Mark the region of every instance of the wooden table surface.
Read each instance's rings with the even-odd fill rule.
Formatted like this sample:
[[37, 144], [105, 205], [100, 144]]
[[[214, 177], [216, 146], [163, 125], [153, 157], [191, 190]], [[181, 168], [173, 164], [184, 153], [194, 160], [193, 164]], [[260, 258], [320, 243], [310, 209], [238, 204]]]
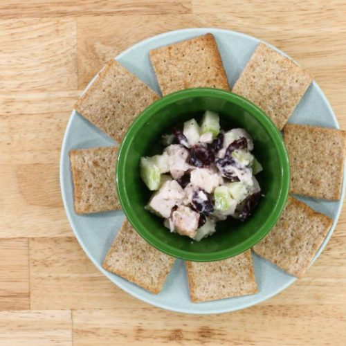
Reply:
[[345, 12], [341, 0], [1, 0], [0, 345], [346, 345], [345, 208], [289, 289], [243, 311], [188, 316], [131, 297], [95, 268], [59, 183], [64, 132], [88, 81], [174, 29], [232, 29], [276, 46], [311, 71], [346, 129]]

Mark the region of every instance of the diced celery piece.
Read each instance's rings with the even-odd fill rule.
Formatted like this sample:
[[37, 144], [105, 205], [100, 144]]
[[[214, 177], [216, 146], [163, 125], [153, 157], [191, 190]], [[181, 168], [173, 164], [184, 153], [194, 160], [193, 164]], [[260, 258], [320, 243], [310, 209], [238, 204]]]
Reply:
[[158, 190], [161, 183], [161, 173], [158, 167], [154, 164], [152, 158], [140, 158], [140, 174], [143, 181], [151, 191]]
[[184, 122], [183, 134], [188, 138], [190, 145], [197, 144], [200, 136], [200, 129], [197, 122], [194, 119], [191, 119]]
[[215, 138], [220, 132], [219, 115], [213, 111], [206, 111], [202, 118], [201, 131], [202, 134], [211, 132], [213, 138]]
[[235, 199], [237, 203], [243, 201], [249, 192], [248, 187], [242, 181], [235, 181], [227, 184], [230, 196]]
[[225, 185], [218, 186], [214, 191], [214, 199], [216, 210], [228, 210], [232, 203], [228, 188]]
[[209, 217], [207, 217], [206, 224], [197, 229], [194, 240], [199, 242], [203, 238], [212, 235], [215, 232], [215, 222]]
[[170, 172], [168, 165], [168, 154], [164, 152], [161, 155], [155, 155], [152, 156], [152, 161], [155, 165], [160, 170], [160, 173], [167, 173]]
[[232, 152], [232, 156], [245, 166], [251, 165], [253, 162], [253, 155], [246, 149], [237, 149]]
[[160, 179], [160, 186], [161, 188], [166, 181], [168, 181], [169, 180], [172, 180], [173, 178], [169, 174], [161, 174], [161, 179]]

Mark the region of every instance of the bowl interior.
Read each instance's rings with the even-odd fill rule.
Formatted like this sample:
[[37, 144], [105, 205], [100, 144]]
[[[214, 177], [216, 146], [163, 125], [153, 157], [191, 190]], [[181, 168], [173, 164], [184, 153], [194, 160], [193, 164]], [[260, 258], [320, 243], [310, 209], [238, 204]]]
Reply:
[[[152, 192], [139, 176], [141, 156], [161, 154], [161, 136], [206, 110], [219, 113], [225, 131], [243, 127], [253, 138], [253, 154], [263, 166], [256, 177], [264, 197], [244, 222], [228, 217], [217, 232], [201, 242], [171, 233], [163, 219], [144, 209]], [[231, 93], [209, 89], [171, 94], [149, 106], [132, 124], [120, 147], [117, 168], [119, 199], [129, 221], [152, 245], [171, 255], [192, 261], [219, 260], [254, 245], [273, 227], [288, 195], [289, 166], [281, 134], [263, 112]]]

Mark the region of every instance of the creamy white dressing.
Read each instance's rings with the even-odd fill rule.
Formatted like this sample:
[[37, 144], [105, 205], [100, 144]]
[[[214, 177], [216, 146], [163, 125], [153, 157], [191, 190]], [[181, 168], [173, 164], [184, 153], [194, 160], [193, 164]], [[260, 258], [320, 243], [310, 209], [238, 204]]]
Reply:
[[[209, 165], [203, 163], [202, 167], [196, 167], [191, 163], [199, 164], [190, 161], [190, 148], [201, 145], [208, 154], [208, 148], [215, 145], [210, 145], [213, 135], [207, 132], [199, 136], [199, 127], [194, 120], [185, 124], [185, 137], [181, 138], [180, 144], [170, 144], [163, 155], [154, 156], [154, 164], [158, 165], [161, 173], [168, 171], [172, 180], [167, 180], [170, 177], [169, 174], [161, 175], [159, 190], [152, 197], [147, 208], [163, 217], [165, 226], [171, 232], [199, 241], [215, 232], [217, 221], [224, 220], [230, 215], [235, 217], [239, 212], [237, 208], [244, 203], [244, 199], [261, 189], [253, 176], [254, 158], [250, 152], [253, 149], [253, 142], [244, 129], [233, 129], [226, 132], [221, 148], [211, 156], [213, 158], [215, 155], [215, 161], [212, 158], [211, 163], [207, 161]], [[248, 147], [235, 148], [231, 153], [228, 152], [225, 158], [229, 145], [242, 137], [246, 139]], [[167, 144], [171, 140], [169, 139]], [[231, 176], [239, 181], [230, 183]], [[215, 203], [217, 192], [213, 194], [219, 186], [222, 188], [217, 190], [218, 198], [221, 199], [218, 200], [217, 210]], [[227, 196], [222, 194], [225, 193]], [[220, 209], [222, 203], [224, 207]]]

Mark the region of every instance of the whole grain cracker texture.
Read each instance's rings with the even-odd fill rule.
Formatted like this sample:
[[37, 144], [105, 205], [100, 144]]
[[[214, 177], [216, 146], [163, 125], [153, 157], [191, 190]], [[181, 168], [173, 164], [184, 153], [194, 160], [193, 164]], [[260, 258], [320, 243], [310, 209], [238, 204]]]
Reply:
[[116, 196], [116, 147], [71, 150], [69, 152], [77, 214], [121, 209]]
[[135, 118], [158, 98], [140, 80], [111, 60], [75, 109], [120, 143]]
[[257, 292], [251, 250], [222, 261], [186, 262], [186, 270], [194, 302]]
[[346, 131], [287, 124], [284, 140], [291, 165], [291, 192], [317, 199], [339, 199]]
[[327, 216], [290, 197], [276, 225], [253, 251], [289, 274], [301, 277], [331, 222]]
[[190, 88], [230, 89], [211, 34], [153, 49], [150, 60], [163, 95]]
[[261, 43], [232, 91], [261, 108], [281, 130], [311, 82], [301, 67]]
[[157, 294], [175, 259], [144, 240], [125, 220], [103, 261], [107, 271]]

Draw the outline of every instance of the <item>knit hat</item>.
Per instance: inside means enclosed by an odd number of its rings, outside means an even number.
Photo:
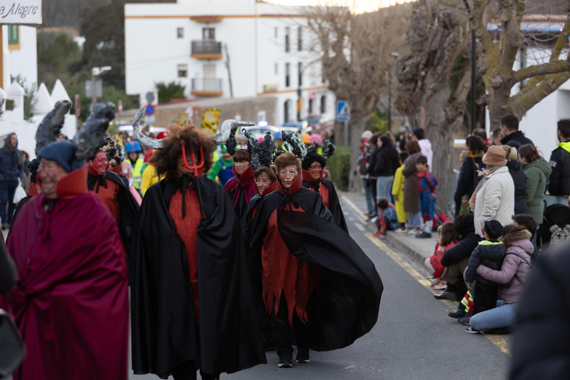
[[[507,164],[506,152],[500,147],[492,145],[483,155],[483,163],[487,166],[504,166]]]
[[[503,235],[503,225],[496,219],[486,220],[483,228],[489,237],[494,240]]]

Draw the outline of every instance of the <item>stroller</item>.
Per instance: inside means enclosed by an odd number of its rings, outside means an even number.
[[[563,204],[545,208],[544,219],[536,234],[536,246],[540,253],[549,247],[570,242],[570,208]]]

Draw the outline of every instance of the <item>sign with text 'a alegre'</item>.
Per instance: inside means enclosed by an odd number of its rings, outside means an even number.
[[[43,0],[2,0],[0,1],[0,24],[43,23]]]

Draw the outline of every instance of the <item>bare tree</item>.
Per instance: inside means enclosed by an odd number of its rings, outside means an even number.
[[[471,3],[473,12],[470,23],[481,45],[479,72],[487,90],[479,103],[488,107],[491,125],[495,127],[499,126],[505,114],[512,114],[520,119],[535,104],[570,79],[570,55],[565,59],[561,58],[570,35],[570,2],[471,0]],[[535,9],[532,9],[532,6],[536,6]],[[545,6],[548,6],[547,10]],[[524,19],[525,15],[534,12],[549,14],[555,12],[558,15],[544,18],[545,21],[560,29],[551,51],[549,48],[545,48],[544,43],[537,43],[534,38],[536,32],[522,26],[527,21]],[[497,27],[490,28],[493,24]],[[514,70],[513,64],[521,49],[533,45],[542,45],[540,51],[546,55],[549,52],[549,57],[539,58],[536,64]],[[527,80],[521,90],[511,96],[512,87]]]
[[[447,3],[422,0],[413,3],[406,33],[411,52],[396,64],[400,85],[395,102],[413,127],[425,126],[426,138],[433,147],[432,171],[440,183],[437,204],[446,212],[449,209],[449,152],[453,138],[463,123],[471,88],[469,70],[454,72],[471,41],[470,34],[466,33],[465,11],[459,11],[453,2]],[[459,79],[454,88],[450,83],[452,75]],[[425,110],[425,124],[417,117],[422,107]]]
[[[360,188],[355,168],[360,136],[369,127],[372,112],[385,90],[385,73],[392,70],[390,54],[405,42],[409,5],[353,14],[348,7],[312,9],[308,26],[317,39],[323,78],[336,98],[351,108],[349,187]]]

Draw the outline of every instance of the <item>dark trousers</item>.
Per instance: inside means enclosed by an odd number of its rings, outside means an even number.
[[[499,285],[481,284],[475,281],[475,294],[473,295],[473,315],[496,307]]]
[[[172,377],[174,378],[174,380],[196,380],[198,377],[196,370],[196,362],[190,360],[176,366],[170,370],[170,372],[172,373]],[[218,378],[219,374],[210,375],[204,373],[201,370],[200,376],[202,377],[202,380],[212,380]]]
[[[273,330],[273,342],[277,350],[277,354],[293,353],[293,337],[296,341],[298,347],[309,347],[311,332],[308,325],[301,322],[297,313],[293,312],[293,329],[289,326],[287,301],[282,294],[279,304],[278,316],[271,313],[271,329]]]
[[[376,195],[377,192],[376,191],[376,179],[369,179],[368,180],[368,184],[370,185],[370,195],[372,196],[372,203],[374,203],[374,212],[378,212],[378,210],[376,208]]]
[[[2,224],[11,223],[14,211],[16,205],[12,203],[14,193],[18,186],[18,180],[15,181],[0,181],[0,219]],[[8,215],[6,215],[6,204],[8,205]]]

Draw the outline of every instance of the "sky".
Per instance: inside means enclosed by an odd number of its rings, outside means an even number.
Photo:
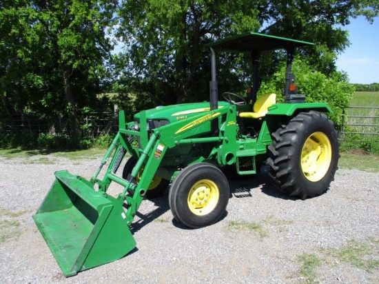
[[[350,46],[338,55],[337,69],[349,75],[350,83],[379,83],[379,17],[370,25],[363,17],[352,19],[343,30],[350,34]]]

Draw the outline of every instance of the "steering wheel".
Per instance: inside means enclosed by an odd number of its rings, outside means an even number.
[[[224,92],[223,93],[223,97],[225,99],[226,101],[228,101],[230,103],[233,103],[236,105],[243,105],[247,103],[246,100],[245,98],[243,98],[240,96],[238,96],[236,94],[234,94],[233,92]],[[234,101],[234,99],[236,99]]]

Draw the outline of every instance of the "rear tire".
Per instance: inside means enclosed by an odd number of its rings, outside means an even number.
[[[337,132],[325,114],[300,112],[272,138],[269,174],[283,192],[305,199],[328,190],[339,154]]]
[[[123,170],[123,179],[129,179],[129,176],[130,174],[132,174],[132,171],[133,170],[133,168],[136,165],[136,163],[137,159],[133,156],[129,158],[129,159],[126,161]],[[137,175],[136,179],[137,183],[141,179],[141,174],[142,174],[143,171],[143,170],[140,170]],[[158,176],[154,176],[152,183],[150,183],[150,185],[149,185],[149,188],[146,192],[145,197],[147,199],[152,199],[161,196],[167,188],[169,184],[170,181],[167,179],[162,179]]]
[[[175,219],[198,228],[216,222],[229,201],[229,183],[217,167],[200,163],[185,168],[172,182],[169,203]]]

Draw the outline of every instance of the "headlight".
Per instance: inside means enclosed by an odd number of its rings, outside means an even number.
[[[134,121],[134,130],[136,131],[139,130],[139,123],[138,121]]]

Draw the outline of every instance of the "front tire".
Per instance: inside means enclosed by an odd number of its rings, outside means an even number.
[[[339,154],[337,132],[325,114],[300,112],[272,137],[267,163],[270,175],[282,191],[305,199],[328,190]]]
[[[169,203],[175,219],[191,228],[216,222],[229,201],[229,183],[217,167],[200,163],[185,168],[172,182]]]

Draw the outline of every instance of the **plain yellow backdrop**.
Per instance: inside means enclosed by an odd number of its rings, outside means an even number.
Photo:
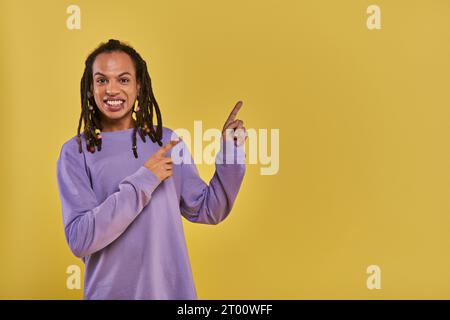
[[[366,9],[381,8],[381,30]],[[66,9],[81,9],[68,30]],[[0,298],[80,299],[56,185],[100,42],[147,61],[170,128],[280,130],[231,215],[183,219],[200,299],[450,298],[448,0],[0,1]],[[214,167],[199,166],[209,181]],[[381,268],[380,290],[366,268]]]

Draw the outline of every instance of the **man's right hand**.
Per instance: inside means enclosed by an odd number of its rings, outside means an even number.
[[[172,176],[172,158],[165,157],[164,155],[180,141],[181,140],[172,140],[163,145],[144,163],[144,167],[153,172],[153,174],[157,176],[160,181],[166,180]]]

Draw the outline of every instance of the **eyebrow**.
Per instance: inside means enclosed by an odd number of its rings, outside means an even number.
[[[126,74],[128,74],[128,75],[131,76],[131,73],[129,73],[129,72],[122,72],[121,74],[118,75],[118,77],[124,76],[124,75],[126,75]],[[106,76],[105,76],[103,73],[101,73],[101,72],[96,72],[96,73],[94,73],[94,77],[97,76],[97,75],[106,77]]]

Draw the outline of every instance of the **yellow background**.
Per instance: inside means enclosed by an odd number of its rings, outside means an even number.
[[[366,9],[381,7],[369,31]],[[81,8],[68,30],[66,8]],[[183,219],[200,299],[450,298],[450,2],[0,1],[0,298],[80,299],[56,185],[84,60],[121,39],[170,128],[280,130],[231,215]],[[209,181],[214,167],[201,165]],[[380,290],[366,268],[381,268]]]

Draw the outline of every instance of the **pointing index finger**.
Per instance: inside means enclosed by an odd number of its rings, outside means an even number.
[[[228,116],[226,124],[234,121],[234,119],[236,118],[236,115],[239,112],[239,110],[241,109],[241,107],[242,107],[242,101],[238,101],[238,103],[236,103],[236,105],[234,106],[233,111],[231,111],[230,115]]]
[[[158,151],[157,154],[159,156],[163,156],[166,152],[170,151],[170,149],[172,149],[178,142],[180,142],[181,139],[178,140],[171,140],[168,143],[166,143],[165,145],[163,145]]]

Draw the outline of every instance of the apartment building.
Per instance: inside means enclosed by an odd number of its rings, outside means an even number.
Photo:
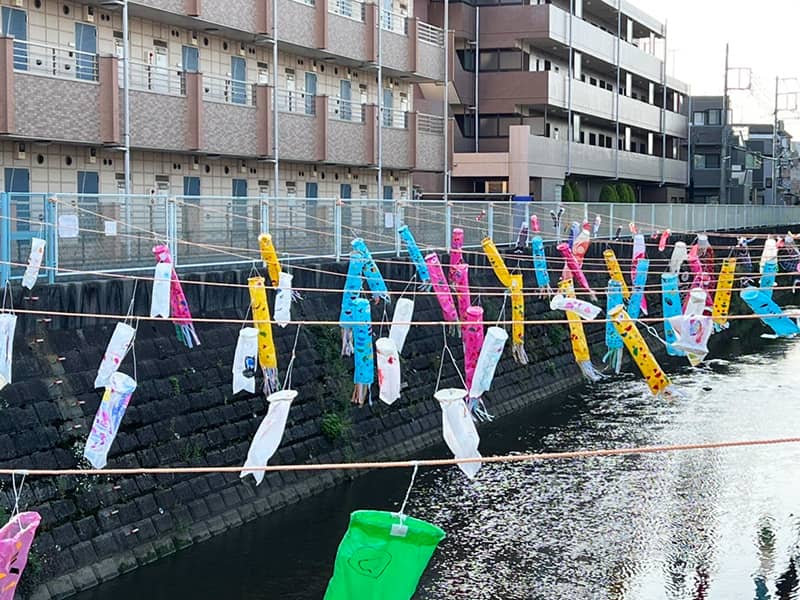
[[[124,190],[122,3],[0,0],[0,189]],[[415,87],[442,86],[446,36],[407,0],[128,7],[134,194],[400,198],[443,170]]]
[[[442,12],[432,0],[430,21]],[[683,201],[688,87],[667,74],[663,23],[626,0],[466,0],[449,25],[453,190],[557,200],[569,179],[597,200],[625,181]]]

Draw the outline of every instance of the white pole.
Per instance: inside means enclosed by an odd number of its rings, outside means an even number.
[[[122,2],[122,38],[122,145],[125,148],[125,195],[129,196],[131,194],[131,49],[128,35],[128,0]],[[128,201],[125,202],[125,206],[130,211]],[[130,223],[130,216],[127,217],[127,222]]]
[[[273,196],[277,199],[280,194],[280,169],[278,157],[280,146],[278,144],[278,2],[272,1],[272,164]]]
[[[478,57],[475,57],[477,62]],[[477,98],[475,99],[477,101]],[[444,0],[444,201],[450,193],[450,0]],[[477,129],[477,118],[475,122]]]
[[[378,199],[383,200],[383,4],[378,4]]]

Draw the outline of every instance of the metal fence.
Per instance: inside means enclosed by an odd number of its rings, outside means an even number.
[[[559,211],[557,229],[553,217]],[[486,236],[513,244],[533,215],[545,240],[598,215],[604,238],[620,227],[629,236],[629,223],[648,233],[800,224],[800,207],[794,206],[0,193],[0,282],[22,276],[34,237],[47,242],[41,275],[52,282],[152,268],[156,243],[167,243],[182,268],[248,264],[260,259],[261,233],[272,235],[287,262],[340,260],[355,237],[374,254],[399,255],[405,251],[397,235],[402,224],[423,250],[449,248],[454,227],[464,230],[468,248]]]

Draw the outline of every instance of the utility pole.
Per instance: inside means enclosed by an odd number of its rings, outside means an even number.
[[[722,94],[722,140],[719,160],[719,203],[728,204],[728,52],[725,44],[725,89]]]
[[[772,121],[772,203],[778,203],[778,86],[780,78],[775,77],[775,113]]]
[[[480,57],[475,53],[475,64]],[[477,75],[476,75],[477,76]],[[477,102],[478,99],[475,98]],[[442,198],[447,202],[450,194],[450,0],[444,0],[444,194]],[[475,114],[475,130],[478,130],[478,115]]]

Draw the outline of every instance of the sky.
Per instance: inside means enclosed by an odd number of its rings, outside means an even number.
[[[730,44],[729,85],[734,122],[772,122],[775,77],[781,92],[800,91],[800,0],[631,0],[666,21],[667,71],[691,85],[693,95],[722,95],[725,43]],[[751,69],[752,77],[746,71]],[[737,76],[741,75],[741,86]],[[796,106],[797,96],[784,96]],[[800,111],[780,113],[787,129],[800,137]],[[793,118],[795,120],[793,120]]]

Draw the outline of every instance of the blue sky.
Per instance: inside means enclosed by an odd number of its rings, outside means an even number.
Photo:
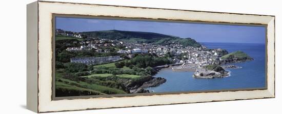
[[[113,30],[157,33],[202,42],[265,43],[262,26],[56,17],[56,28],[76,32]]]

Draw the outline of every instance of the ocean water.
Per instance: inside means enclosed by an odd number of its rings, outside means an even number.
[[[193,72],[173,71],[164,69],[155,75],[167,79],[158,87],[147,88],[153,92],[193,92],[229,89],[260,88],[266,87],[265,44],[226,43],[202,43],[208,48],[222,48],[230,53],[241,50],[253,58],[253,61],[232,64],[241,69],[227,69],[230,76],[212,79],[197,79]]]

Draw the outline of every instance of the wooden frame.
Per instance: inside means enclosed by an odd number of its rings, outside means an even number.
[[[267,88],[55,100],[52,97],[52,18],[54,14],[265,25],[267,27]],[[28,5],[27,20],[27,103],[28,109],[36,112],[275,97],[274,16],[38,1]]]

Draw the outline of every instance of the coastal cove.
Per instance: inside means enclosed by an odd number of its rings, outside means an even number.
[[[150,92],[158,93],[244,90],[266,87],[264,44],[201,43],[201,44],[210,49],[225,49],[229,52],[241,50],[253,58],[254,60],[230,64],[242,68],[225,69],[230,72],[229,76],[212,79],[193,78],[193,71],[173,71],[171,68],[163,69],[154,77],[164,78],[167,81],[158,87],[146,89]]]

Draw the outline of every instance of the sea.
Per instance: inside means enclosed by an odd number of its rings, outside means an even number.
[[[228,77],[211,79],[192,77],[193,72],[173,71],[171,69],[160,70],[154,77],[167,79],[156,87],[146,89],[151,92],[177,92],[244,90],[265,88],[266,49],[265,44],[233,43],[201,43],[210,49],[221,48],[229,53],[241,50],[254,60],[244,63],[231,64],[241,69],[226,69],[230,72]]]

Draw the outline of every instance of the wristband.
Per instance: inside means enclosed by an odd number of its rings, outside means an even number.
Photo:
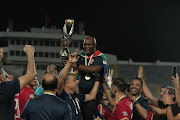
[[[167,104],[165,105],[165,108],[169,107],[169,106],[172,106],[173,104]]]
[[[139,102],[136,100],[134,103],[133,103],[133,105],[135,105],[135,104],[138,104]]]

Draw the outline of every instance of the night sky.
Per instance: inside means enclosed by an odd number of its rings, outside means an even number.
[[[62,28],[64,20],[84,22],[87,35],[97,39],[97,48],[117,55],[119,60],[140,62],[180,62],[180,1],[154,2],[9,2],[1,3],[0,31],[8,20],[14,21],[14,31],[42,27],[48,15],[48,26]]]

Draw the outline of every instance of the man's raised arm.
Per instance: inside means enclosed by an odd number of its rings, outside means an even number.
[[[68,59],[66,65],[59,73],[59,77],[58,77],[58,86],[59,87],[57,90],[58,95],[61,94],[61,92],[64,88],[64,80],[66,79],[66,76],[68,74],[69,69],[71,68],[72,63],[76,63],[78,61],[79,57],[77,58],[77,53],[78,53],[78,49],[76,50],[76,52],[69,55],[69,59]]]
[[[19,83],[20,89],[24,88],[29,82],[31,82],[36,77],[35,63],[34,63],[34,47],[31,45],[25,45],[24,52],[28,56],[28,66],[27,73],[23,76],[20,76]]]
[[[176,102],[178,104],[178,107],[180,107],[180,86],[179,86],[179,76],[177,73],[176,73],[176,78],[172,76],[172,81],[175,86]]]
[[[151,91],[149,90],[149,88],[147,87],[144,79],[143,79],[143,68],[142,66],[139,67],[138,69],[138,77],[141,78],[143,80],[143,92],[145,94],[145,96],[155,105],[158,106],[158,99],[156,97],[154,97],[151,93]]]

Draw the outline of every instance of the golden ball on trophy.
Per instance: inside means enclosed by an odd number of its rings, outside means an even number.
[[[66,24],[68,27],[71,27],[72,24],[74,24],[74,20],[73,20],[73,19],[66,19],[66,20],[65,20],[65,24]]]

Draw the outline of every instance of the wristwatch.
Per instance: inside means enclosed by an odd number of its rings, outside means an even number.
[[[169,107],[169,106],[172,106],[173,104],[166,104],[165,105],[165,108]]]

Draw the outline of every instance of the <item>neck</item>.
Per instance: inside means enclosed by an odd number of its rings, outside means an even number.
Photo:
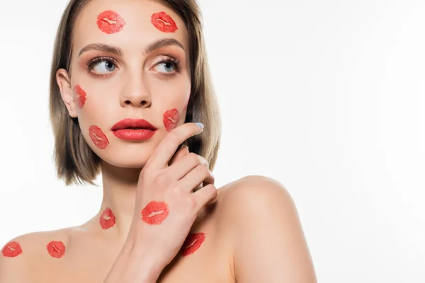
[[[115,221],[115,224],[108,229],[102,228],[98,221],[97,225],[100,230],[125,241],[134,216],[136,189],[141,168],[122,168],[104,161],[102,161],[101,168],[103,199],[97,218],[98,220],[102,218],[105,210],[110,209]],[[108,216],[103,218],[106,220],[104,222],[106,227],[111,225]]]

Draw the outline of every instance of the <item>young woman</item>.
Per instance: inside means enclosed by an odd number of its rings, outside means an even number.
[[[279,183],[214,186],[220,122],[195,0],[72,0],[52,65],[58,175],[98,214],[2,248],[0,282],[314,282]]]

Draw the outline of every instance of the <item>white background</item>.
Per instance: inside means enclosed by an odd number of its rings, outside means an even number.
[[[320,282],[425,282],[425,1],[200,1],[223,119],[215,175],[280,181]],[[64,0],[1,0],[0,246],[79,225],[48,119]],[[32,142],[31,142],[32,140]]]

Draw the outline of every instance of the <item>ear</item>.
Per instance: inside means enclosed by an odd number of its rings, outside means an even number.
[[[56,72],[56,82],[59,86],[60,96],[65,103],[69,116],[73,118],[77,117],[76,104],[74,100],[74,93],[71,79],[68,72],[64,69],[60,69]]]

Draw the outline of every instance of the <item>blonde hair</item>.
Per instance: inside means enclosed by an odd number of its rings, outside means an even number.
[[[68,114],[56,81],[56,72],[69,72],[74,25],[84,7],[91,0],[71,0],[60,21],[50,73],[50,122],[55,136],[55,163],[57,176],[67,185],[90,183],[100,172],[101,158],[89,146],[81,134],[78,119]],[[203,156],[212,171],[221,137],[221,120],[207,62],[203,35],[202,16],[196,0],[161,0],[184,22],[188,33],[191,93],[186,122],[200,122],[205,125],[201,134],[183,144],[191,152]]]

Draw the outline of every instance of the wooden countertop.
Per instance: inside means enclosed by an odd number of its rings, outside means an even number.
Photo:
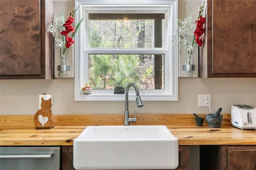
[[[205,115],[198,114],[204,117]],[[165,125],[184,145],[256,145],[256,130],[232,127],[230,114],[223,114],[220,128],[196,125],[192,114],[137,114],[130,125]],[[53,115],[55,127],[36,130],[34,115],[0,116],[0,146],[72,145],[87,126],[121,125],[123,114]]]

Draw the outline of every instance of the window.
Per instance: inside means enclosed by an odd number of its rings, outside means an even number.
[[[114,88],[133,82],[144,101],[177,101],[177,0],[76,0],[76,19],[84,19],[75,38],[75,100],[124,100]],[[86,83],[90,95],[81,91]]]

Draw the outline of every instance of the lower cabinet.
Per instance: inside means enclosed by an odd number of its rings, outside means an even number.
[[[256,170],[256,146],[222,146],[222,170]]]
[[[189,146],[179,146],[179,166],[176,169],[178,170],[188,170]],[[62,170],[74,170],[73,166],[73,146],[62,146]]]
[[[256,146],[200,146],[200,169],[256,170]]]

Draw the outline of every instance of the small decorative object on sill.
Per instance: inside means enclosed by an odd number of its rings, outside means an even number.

------------------------------------------------

YOUR TASK:
Add 63 to every polygon coordinate in the answers, and write out again the stretch of rows from the start of the rows through the line containing "71], [346, 129]]", requests included. Leave the pictures out.

EXERCISE OUTPUT:
Mark the region of every instance of the wooden table surface.
Read each instance's rings with the even-odd fill rule.
Formatted like this sample:
[[37, 144], [105, 205], [100, 144]]
[[[214, 177], [216, 146], [163, 125], [153, 157], [191, 190]], [[181, 168], [173, 164], [184, 153], [194, 160], [193, 164]], [[260, 258], [320, 243], [310, 209], [238, 204]]]
Reply:
[[408, 75], [404, 63], [64, 63], [63, 408], [409, 408], [408, 271], [352, 352], [306, 374], [251, 379], [194, 360], [158, 331], [122, 246], [127, 195], [151, 144], [237, 92], [295, 92], [339, 109], [374, 134], [409, 192]]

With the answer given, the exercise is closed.